### To be done
[1] Using the California Chrome transcript, decide whether each statement agrees with it: (a) California Chrome will start the Belmont Stakes from post position number two; (b) the horse was bred in Kentucky; (c) the owners accepted a $6 million offer for the horse. Answer yes or no for each, and quote the words from the transcript that decide it.
[2] Write out the part of the California Chrome transcript starting with "UNIDENTIFIED MALE: I'd" and going on through "I really do.".

### Document extract
::::::::::
Aired June 6, 2014 - 07:30   ET


MICHAELA PEREIRA, CNN ANCHOR: Richard Roth is at the track where racing history could be made.


RICHARD ROTH, CNN CORRESPONDENT (voice-over): California Chrome has been training fast for the Triple Crown. Even at 6:30 in the morning.

UNIDENTIFIED MALE: I'd love to see it. It's history in the making.

ROTH: California Chrome was quickly installed as the heavy early betting favorite for the third leg in the Triple Crown, the Belmont Stakes. He has already won the first two pieces of the crown including America's most famous race.

UNIDENTIFIED MALE: California Chrome shines bright in the Kentucky Derby.

ROTH: In the Belmont, he will start from post position number two. The same game that racing Immortal Secretariat shot out of en route to a Triple Crown romp in 1973.

STEVE COBURN, CO-OWNER CALIFORNIA CHROME: I expect him to win Saturday, I really do.

ROTH: California Chrome and his connections are not Kentucky blue bloods. The horse was bred for $2,500 in California. The owners of California Chrome reportedly rejected a $6 million offer for the horse. The 77-year-old trainer grew up in Brooklyn.
::::::::::
### Supplied material
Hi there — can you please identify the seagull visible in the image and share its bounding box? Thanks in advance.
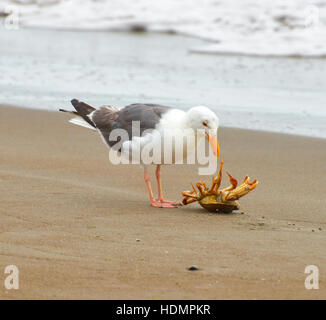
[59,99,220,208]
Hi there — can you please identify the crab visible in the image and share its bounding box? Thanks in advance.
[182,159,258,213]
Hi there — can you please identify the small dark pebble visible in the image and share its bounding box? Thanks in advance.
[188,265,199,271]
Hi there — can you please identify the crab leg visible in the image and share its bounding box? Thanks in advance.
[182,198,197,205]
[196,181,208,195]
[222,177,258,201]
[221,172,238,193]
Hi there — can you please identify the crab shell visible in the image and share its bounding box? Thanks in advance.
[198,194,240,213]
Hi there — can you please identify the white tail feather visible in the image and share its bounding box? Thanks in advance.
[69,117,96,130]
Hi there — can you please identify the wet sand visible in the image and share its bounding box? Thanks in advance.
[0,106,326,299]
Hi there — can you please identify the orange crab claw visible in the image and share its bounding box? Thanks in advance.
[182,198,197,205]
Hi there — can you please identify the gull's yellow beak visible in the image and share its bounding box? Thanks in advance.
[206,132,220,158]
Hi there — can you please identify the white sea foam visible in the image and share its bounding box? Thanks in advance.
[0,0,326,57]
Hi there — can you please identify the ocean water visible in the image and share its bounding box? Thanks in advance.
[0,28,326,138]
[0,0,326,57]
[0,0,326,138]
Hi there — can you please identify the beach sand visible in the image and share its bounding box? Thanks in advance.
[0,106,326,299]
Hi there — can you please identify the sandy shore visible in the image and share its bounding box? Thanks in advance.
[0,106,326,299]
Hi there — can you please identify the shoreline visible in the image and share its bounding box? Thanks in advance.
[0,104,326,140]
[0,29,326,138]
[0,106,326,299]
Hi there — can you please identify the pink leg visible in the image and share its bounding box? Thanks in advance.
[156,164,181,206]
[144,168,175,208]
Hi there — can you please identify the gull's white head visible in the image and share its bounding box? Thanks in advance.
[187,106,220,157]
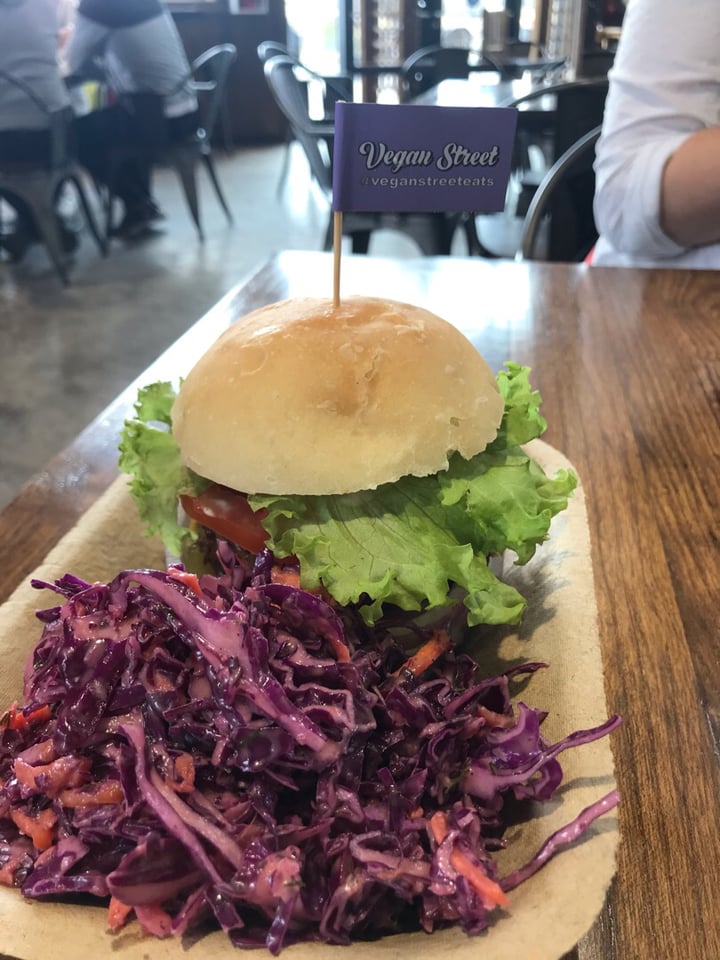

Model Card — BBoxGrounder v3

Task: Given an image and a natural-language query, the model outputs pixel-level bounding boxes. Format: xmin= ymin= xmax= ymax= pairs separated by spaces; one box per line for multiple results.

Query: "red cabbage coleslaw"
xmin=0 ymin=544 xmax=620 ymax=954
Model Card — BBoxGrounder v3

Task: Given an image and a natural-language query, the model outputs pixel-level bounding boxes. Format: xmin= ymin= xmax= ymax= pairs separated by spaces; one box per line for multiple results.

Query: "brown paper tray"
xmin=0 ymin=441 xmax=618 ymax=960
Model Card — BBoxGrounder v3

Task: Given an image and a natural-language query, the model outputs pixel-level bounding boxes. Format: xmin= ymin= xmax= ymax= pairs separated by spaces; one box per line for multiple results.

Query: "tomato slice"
::::::::::
### List of solutions
[1]
(a) Yes: "In the Belmont, he will start from post position number two."
(b) No: "The horse was bred for $2,500 in California."
(c) No: "The owners of California Chrome reportedly rejected a $6 million offer for the horse."

[2]
UNIDENTIFIED MALE: I'd love to see it. It's history in the making.

ROTH: California Chrome was quickly installed as the heavy early betting favorite for the third leg in the Triple Crown, the Belmont Stakes. He has already won the first two pieces of the crown including America's most famous race.

UNIDENTIFIED MALE: California Chrome shines bright in the Kentucky Derby.

ROTH: In the Belmont, he will start from post position number two. The same game that racing Immortal Secretariat shot out of en route to a Triple Crown romp in 1973.

STEVE COBURN, CO-OWNER CALIFORNIA CHROME: I expect him to win Saturday, I really do.